**Task brief:** Tally the lines of the material that carry the word "bush". Give no more than the number.

**Material for this exercise:**
▼
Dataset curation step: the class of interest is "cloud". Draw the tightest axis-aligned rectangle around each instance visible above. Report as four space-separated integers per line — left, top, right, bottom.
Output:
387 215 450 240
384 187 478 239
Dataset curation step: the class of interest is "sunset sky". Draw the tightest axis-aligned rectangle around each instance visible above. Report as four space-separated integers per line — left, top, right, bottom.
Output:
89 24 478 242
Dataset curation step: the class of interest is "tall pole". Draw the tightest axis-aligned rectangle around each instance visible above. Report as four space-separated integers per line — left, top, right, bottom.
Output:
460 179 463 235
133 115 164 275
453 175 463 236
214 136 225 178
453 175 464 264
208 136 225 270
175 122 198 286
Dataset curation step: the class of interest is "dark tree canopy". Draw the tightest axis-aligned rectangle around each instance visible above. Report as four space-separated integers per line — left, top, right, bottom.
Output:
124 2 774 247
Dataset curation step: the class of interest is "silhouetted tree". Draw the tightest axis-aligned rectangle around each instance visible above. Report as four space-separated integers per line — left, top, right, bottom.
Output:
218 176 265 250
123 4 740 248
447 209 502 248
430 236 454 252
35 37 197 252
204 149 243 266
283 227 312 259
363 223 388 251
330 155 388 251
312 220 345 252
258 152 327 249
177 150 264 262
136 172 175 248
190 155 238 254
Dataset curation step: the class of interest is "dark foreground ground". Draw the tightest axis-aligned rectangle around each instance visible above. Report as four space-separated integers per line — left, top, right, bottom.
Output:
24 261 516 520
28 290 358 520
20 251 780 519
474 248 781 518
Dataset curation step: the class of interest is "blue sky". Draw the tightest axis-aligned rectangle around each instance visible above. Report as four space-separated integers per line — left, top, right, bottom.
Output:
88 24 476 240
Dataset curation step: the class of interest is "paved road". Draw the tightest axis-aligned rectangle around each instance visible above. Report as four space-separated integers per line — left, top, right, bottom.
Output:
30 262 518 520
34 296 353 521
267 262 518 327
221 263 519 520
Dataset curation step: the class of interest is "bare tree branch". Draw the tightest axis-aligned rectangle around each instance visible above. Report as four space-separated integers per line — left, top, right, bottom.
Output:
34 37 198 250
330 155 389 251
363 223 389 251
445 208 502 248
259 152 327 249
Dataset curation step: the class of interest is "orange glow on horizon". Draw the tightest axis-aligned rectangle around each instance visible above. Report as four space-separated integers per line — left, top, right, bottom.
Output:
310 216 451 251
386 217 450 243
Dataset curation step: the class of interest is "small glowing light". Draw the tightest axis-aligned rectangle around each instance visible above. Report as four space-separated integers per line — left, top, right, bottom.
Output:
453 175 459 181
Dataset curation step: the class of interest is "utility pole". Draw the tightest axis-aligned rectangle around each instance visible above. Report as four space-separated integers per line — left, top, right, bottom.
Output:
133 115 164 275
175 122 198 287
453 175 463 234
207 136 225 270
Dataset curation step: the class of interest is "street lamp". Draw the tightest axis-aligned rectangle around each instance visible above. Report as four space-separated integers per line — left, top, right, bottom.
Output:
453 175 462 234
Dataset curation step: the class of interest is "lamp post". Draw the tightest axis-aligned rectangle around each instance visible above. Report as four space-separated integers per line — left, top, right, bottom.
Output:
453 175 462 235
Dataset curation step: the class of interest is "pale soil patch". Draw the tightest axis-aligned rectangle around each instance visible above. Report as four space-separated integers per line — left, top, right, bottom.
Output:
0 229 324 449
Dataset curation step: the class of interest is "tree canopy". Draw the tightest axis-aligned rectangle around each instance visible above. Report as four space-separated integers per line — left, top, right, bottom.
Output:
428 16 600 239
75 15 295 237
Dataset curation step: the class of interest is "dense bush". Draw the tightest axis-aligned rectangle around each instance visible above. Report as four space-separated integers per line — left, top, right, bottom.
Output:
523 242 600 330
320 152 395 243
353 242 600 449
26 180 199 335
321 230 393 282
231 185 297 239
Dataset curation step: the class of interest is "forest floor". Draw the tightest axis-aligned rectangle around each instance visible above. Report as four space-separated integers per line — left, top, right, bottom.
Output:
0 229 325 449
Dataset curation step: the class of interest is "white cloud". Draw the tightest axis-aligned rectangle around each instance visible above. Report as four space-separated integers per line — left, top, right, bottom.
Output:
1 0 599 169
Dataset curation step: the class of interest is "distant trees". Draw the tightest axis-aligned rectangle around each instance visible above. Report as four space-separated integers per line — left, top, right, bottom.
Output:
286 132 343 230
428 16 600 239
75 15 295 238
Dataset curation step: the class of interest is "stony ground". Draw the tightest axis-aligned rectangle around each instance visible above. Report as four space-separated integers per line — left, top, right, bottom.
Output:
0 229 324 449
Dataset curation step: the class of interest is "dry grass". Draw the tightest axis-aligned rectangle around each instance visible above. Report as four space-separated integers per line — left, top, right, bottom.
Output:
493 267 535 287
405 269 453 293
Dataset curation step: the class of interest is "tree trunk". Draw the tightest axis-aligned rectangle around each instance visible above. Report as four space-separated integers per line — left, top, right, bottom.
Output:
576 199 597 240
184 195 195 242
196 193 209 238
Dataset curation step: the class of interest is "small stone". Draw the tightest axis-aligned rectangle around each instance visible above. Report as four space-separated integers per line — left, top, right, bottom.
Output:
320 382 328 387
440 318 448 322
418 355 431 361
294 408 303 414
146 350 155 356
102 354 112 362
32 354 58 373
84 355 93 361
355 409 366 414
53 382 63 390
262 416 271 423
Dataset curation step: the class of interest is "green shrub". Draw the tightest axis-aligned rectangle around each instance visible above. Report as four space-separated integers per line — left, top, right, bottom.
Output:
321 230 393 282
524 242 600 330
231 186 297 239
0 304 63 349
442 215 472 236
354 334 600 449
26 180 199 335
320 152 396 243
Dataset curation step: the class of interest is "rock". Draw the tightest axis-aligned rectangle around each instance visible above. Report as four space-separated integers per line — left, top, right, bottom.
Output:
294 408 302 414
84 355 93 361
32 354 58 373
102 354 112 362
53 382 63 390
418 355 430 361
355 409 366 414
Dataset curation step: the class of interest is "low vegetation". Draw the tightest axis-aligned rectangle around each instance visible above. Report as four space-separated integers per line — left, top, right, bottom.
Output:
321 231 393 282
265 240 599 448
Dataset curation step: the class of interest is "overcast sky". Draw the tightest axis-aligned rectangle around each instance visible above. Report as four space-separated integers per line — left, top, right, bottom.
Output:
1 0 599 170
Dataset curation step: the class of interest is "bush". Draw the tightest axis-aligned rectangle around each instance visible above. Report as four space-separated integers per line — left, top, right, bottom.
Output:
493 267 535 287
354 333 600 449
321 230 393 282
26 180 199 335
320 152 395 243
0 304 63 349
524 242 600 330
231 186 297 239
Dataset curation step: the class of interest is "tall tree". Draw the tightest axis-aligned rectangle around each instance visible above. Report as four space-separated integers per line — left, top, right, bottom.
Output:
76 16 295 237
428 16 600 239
▲
▼
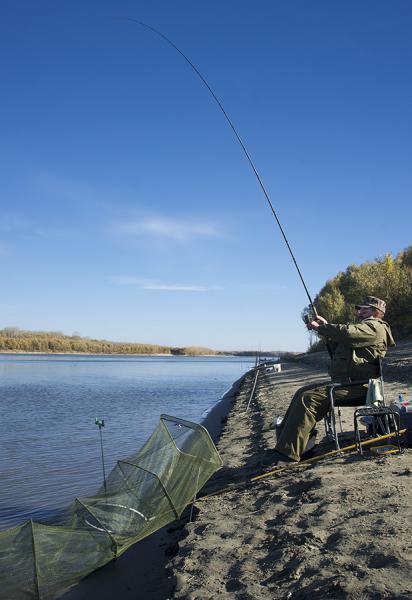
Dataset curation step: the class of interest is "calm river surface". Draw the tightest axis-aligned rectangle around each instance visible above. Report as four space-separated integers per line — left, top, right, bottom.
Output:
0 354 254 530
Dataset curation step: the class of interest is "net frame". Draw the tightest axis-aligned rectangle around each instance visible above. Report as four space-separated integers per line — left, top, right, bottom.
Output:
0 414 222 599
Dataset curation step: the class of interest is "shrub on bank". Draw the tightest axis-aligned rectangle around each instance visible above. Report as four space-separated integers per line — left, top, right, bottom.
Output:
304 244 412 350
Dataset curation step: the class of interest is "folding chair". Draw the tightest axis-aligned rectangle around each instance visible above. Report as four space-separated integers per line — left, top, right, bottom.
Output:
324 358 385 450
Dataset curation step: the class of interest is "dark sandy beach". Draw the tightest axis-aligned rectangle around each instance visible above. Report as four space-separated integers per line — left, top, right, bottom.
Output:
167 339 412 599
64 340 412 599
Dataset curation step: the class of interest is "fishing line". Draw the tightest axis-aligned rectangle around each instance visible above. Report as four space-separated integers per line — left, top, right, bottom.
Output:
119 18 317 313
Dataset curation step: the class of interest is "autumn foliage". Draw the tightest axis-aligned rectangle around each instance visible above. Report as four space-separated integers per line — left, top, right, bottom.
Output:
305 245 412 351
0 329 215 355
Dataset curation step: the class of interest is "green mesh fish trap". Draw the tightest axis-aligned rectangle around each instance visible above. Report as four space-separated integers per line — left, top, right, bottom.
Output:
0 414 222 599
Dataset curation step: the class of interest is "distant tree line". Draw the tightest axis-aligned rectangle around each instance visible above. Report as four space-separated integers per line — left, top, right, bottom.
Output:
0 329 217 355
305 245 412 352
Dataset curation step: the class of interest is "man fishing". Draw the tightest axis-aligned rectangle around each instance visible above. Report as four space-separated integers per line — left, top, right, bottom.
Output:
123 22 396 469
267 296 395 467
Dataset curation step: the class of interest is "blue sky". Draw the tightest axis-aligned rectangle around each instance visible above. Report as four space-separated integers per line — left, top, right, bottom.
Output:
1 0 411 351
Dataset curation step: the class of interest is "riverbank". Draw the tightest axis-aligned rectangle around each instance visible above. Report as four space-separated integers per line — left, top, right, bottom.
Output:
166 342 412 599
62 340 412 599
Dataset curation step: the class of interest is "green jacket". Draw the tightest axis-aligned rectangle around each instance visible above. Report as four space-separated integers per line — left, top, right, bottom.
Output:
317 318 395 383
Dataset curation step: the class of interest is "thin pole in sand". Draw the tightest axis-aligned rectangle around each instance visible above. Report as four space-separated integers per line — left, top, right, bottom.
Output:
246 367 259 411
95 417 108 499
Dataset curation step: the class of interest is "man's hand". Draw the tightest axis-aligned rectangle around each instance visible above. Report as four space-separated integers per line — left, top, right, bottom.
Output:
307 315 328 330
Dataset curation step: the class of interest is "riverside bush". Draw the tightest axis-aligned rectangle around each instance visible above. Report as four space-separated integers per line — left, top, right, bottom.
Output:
▲
**Exercise answer:** 3